> [ÜBUNGSFRAGEN]:
**A)** Schreib aus dem Text zum Film „Si può fare“ den Teil wortgetreu ab, der mit den Worten beginnt, in denen „Die ehemaligen Psychiatriepatienten“ steht, und mit „lässt sie mitentscheiden.“ endet.
**B)** Beantworte zum Text zum Film „Si può fare“ diese Fragen:
(i) In welchem Jahr wurden in Italien die psychiatrischen Kliniken geschlossen?
(ii) In welcher Stadt verliert Nello seinen Job?
(iii) Wo wird das erste Parkett gelegt?

**** TEXTAUSZUG ****

Draußen tobt der schönste goldene Oktober und Mann + Frau wollen nichts Anderes tun als zwei Stunden im dunklen Kinosaal zu hocken. Ja! Die Reihe heißt Cinemaperitivo und sie wird jeden Sonntag im Kino Babylon Mitte serviert.

Die Idee zum italienischen Film „Si può fare“ (auf Deutsch ungefähr „Das schaffen wir schon“) von  Giulio Manfredonia hat ihren Ursprung in der Psychiatriereform Italiens. Auf Initiative des Psychiaters Franco Basaglia wurden 1978 die psychiatrischen Kliniken geschlossen und die Patienten in die Freiheit entlassen, meist zurück in die Familien. Auch hierzulande wurden Langzeitstationen und ganze Kliniken geschlossen.

Die ehemaligen Psychiatriepatienten wurden zurück in die Gemeinde oder die Familien geführt. In dieser Zeit entstanden überall Wohn- und Arbeitsprojekte für Menschen mit psychischen Beeinträchtigungen.

Zum Film: In Mailand verliert der Gewerkschaftler Nello seinen Job. Mehr oder weniger freiwillig nimmt er das Jobangebot als Aufpasser eines Kollektivs von psychisch Kranken an. Die Mitglieder verrichten stupide Arbeiten wie Briefmarken kleben.

Die Arbeit schmeckt ihnen nicht, in der Gruppe herrscht ständige Unruhe und es kommt oft zu Streitigkeiten. Nello hat das Herz am rechten Fleck. Er begegnet den psychisch Kranken auf gleicher Augenhöhe, nimmt sie ernst, lässt sie mitentscheiden.

Nach einer Abstimmung ist Schluss mit Briefmarken kleben. Zukünftig wird richtige Arbeit verrichtet: Parkettverlegen. Das erste Parkett wird in Nellos Wohnung gelegt. Lohn wird sofort auf die Hand ausgezahlt, was die Motivation erheblich steigert.

Durch die Hartnäckigkeit von Nello erhält die bunte Truppe Folgeaufträge. Die aus der Not geborene Idee, aus Parkettresten schmucke Ornamente zu gestalten, wird zum Renner. Sie können sich kaum vor Aufträgen retten.

Der Film zeigt, dass wir alle unsere verrückten Seiten haben. Die Grenzen zwischen „Normalen“ und „Ver-rückten“ sind fließend. Der Film beschreibt das Projekt sehr liebevoll. Ein sympathischer Film mit viel Situationskomik und einem Schuss Tragik!

**** DATENSÄTZE ****

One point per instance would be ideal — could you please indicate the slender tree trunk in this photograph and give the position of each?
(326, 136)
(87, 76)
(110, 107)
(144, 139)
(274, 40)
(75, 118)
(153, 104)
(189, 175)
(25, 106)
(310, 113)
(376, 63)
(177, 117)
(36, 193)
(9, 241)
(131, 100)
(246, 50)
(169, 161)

****

> [ERGEBNISSE JE AUFGABE]:
**A)**
Die ehemaligen Psychiatriepatienten wurden zurück in die Gemeinde oder die Familien geführt. In dieser Zeit entstanden überall Wohn- und Arbeitsprojekte für Menschen mit psychischen Beeinträchtigungen.

Zum Film: In Mailand verliert der Gewerkschaftler Nello seinen Job. Mehr oder weniger freiwillig nimmt er das Jobangebot als Aufpasser eines Kollektivs von psychisch Kranken an. Die Mitglieder verrichten stupide Arbeiten wie Briefmarken kleben.

Die Arbeit schmeckt ihnen nicht, in der Gruppe herrscht ständige Unruhe und es kommt oft zu Streitigkeiten. Nello hat das Herz am rechten Fleck. Er begegnet den psychisch Kranken auf gleicher Augenhöhe, nimmt sie ernst, lässt sie mitentscheiden.

**B)**
(i) 1978
(ii) In Mailand
(iii) In Nellos Wohnung